University of Georgia ecologists John Gittleman and Patrick Stephens are contributors to a major new study that finds that species are going extinct today 1,000 times faster than during pre-human times—a rate an order of magnitude higher than the previous estimate.
The study, which was led by Jurriaan de Vos of Brown University, appears in the journal Conservation Biology.
The researchers were able to establish the faster current extinction rate by pinning down a more accurate pre-human, or background, rate, explaining that estimating recent rates is straightforward, but establishing a background rate for comparison is not.
“Being able to look at the pre-human, or background, rate of extinction is important,” said Gittleman, dean of the Odum School of Ecology and UGA Foundation Professor of Ecology. “We now know that the current rate of extinction is worse than we thought because the background rate is an order of magnitude slower than the original estimate. Having a real rate of extinction will allow us to look at causal mechanisms much more carefully.”
They found that the background rate of extinction was slower before humans existed by comparing the number of species that died out with the number of new species that emerged. The researchers calculated that the background rate of extinction was 0.1 extinctions per million species years—meaning that one out of every 10 million species on earth became extinct each year during that time.
The previous estimate was one extinction per million species years, which skewed the current rate, making it appear to be only 100 times faster than during human times. With the new data, the researchers hypothesize not only that current extinction rates are 1,000 times higher than natural background rates of extinction but that future rates are likely to be 10,000 times higher.
The earlier estimate was calculated by a team of researchers in 1995 that included Gittleman and was led by another coauthor on the new study, Stuart Pimm of Duke University. It was based chiefly on an examination of the fossil record.
The current study makes use of new techniques and databases that were not available when the earlier estimate was made.
Like the previous study, it incorporates the fossil record, but also uses novel analytical computer models to estimate extinction rates from phylogenetic, or evolutionary, trees—essentially maps of the genetic history of a group of organisms. In this new, more rigorous study, both sets of evidence converge on the same—lower—estimate of the normal background rate of extinction.
“Twenty years ago, not to mention during Darwin’s time, most evolutionary trees had missing branches and missing species,” said Gittleman. “Now we’ve got much more comprehensive evolutionary trees where all the species are included, mainly due to much better molecular techniques.”
One such tree, which Gittleman helped construct, traces the evolutionary history of the world’s known mammal species. It was used in the new study as a source of high-quality data to ensure that the analytical models were accurate.
For Gittleman and Stephens, an assistant research scientist in the Odum School, the extinction rate study is a continuation of research focused on biodiversity conservation.
Gittleman recently coauthored a paper, published in Science, with Pimm and others looking at global rates of species extinction, distribution and protection to learn where threats to species are expanding and help inform protection efforts. An earlier study analyzed information on international funding for biodiversity conservation and modeled its distribution to show which countries have major conservation finance shortfalls.
Stephens leads a National Science Foundation-funded Research Coordination Network working to create the first global maps of disease and parasite biodiversity across different groups of host species.
The study’s other coauthor is Lucas Joppa of Microsoft Research.

» Work order A: Decide whether each statement agrees with the extinction-rate article, answering yes or no and quoting the deciding words: (i) the study appears in the journal Science; (ii) the researchers put the background rate at 0.1 extinctions per million species years; (iii) Gittleman led the 1995 team that made the earlier estimate.
» Work order B: Reproduce the stretch of the extinction-rate article from "Gittleman recently coauthored" through "conservation finance shortfalls.".

» Stored data entries:
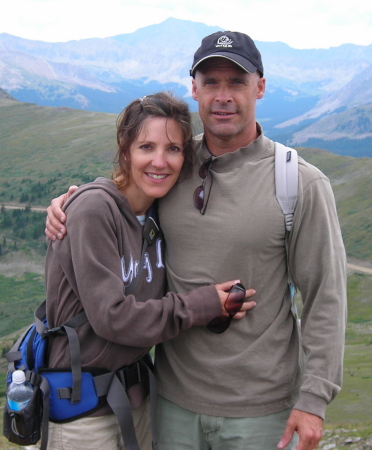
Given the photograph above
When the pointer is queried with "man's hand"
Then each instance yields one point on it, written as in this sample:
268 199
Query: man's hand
56 217
309 428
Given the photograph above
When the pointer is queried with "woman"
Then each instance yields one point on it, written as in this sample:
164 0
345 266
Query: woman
103 268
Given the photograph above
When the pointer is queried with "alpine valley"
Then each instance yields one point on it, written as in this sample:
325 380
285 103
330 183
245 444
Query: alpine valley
314 98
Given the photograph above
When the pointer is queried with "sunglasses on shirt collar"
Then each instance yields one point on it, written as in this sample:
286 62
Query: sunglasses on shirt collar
200 202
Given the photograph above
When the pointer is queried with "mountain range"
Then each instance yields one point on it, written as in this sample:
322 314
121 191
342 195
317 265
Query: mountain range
316 97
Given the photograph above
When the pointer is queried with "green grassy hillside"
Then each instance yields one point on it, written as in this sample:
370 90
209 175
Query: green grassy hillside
44 150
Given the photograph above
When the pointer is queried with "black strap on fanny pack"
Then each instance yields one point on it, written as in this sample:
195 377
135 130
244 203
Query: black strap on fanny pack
115 385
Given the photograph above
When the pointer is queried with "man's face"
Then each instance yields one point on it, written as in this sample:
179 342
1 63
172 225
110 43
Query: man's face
227 101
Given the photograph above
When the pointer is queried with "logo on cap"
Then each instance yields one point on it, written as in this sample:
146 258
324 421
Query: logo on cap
224 41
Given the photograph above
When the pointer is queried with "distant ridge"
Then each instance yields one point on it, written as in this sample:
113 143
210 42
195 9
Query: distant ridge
44 150
4 94
309 96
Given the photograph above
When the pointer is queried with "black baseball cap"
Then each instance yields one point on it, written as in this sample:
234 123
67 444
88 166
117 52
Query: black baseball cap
237 47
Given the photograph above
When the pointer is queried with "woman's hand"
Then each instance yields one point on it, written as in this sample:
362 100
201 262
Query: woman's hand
246 306
56 217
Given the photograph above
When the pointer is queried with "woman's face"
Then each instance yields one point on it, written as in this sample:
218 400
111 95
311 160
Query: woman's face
156 159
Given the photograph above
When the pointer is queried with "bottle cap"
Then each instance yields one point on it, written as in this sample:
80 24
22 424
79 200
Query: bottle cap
18 377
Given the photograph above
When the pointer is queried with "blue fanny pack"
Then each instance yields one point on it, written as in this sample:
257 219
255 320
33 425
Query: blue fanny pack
63 395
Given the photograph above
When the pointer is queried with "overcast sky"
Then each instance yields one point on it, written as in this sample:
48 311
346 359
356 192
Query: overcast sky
299 23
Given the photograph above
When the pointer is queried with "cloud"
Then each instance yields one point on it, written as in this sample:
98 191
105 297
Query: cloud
311 24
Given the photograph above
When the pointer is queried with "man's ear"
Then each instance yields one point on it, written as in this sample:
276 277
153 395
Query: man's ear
261 85
194 92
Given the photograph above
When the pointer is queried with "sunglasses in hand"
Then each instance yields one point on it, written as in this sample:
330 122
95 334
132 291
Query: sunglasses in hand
233 305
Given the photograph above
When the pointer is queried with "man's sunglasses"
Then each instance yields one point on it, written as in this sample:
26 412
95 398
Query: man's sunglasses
199 194
233 305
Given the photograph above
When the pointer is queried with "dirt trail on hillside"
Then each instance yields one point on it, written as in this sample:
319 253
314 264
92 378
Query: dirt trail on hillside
351 267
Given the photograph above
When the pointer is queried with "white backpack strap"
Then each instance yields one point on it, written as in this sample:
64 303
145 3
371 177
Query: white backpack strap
286 186
286 181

» Task response A:
(i) No: "appears in the journal Conservation Biology."
(ii) Yes: "the background rate of extinction was 0.1 extinctions per million species years"
(iii) No: "was led by another coauthor on the new study, Stuart Pimm of Duke University"

» Task response B:
Gittleman recently coauthored a paper, published in Science, with Pimm and others looking at global rates of species extinction, distribution and protection to learn where threats to species are expanding and help inform protection efforts. An earlier study analyzed information on international funding for biodiversity conservation and modeled its distribution to show which countries have major conservation finance shortfalls.